Passage START

My main question is, how are these two styles of participating with a story-system connected? How does one go from merely “not disbelieving” to “actually believing?” Also, when you “believe” in a story-system/religion, why does it have a different effect on you than it would otherwise?

A concept I think might help me figure this mystery out is something called “participation mystique,” mystical participation, which is attributed to a French anthropologist (I think), Levy-Bruhl. As far as I understand it, the term refers to this idea that in “primitive man” there was not perceived to be any difference between the interior world (mental, emotional - subjective), and the exterior world (physical - objective). This seems to relate very closely to what Jung calls projection, the natural process where you unknowingly project your internal contents outwards onto the world, situations and people around you. People also seem to connectthis concept to animism in religion. Animism is basically when you believe that spirits inhabit everything, from the landscapes to objects, to trees, etc. (A related more scientific-sounding version of animism is panpsychism, in case you’re interested)

I think this idea of participation mystique also relates to what happens when you “identify” with a character in a story. You start to sympathize with them in some way, because you can see some element of yourself in that character - or something along those lines. Here’s a little article asks a couple interesting questions about why we accept certain things to be “true” within fiction, while other elements might be too much for us, and will force us out of our suspension of disbelief, or our participation mystique with a story.

Passage END
Given material START

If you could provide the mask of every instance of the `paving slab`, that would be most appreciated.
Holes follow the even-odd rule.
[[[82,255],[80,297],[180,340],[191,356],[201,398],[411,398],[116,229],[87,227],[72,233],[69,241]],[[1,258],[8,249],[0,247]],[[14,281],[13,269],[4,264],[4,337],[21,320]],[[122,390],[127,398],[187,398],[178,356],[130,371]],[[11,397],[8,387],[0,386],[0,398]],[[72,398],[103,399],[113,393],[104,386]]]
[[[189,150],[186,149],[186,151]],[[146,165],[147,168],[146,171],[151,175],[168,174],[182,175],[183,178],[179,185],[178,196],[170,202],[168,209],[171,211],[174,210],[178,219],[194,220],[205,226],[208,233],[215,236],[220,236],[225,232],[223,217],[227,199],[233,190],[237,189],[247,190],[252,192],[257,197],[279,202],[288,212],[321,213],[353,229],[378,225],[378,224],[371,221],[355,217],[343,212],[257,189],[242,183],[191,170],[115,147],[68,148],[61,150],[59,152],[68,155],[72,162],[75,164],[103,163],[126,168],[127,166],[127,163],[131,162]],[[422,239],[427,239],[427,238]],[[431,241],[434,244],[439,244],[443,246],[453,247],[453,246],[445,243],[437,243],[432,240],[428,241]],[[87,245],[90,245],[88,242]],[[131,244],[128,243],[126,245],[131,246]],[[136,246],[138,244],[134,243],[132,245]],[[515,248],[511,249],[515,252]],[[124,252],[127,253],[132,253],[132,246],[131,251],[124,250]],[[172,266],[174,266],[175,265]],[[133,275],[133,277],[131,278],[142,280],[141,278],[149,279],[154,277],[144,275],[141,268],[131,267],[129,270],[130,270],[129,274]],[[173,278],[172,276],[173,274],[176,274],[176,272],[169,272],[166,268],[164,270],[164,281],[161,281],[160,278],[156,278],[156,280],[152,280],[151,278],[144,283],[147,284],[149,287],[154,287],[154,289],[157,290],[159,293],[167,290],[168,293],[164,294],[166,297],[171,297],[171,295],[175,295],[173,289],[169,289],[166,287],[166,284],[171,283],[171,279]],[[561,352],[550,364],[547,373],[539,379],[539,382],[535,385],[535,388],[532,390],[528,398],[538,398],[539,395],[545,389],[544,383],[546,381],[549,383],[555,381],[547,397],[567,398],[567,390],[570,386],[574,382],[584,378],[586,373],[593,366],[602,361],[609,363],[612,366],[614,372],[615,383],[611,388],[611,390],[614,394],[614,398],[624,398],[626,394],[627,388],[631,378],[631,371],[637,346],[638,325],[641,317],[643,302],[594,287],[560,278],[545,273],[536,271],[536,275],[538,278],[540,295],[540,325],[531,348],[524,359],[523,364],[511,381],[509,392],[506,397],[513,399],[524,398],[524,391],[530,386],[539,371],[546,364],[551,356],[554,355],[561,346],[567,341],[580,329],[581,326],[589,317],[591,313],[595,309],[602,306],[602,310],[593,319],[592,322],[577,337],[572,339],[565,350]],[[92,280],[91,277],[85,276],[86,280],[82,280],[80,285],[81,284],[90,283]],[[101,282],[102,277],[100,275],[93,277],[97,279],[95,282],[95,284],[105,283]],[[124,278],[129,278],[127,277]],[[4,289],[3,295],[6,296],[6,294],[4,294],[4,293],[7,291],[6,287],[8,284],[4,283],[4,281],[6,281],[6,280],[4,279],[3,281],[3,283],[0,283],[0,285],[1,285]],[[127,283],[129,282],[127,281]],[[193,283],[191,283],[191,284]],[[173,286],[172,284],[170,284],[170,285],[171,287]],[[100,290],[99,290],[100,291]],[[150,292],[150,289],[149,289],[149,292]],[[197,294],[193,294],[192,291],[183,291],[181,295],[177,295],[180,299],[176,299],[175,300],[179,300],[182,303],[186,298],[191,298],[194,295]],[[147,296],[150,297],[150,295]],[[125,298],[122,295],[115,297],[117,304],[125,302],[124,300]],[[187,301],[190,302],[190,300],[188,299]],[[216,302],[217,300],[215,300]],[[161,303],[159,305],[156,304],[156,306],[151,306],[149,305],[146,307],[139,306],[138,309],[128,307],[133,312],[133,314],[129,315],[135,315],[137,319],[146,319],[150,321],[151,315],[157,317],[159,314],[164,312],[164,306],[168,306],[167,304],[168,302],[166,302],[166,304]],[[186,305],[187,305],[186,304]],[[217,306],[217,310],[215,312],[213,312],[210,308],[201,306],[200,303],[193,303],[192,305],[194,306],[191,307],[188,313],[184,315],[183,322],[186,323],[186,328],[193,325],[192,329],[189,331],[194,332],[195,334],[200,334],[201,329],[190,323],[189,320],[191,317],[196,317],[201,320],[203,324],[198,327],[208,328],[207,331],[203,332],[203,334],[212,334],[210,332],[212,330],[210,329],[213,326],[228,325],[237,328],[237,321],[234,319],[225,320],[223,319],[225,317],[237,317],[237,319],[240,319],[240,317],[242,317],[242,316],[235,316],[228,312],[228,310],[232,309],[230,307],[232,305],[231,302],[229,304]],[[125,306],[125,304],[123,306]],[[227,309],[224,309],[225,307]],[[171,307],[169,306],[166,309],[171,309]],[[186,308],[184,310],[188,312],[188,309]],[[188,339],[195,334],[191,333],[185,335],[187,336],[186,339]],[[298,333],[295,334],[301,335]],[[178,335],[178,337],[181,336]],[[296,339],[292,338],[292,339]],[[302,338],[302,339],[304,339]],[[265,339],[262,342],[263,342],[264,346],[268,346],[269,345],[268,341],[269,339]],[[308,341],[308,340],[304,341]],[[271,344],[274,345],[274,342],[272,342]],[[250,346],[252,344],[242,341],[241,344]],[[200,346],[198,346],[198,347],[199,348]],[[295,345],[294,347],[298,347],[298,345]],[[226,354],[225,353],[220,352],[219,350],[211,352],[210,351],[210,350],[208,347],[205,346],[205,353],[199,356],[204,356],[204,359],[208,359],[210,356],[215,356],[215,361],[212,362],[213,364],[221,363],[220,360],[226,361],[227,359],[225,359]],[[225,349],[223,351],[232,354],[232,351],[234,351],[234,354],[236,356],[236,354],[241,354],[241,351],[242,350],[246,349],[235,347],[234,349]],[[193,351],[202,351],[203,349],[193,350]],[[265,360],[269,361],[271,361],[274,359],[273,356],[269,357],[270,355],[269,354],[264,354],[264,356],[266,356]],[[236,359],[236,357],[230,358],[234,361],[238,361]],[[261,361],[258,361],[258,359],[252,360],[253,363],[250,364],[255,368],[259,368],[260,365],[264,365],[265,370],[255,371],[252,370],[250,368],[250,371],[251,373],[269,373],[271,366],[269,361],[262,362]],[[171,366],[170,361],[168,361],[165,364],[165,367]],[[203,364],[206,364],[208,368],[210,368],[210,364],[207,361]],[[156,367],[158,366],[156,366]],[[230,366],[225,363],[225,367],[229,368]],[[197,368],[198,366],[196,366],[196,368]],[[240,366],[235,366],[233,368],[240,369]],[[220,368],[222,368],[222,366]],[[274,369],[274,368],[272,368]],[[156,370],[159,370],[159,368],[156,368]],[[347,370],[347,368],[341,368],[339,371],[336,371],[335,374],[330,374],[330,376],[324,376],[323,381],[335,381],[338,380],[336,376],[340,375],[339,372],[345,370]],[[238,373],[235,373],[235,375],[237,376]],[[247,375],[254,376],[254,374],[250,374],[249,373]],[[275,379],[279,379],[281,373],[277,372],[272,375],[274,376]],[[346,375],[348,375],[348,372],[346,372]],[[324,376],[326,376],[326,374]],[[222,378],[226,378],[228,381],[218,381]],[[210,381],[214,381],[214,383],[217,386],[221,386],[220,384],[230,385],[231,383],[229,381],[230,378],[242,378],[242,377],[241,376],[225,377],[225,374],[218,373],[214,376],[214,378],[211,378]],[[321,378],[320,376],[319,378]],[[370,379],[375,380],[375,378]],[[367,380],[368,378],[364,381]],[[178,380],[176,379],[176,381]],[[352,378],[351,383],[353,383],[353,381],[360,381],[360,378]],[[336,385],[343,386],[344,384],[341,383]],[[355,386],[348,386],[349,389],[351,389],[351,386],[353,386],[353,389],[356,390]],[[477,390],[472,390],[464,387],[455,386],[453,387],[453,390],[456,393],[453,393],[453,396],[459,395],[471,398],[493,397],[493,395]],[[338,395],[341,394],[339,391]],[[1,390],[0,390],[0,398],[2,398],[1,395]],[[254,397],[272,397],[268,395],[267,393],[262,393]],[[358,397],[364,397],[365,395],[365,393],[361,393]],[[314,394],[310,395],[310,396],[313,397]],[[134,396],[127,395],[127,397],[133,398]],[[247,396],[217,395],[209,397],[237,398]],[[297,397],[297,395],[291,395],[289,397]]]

Given material END

Directions:
1. Translate this sentence from the passage into Spanish: "My main question is, how are these two styles of participating with a story-system connected?"
2. Reproduce the portion of the passage starting at "I think this" and ending at "with a story.".
The listing has no connection to the passage.

Responses to the exercise:
1. Mi pregunta principal es: ¿cómo están conectados estos dos estilos de participar en un sistema narrativo?

2.
I think this idea of participation mystique also relates to what happens when you “identify” with a character in a story. You start to sympathize with them in some way, because you can see some element of yourself in that character - or something along those lines. Here’s a little article asks a couple interesting questions about why we accept certain things to be “true” within fiction, while other elements might be too much for us, and will force us out of our suspension of disbelief, or our participation mystique with a story.